How to prevent image file contents from appearing in text search results?
When I search in the body of the text for a short word, such as 'word', the search results will display numerous messages that do not contain the word 'word'. I noticed that in _all_ of these cases there was an image displayed/attached. It occurred to me that "hits" were being registered possibly because the sequence 'word' happened to randomly show up in the ascii (or whatever) code for the image.
If I am right, how to fix it? If I am wrong, then why would I get all those false positives in the search results?
Using Thunderbird version 45.0
Note: I never tried a search until now, so the problem may occur in earlier versions.
Edeziri
All Replies (6)
You have jumped straight through to a conclusion which has set how you frame your question. I think there might be a simpler explanation.
Given that most of the world's email is generated by Windows users, and many of them use Outlook, which embeds references to Microsoft Word, is it possible that the search is finding the literal word "word" in those messages?

Data shown:

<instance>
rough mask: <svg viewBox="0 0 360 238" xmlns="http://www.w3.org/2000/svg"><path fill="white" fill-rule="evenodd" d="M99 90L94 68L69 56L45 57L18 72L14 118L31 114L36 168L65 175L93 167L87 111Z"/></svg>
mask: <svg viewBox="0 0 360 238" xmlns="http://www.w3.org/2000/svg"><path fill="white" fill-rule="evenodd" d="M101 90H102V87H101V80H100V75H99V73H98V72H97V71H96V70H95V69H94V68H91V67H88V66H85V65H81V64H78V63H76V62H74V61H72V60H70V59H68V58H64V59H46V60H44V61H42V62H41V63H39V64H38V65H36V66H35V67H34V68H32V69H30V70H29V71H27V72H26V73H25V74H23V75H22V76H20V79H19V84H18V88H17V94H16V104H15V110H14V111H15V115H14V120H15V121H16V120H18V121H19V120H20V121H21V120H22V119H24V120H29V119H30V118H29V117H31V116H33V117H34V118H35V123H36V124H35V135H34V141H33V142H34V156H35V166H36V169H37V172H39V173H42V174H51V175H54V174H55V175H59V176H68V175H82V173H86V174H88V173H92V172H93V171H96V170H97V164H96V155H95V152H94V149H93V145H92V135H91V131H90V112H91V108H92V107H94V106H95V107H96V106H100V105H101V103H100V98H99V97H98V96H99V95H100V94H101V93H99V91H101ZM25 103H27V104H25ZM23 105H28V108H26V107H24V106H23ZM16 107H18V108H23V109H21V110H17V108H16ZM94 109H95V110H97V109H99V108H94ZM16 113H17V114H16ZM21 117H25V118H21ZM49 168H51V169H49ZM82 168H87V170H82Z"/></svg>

Problems to solve:
1: Summarize the Thunderbird search thread in two sentences.
2: In the Thunderbird search thread, what version of Thunderbird does the user say they are using?

Answers below:
1: A Thunderbird 45.0 user reports that searching message bodies for a short word such as "word" returns many messages that don't contain it, all with an image attached, and suspects the sequence is showing up by chance in the image's code. A reply offers a simpler explanation: many Windows users use Outlook, which embeds references to Microsoft Word, so the search may be finding the literal word "word" in those messages.

2: Version 45.0.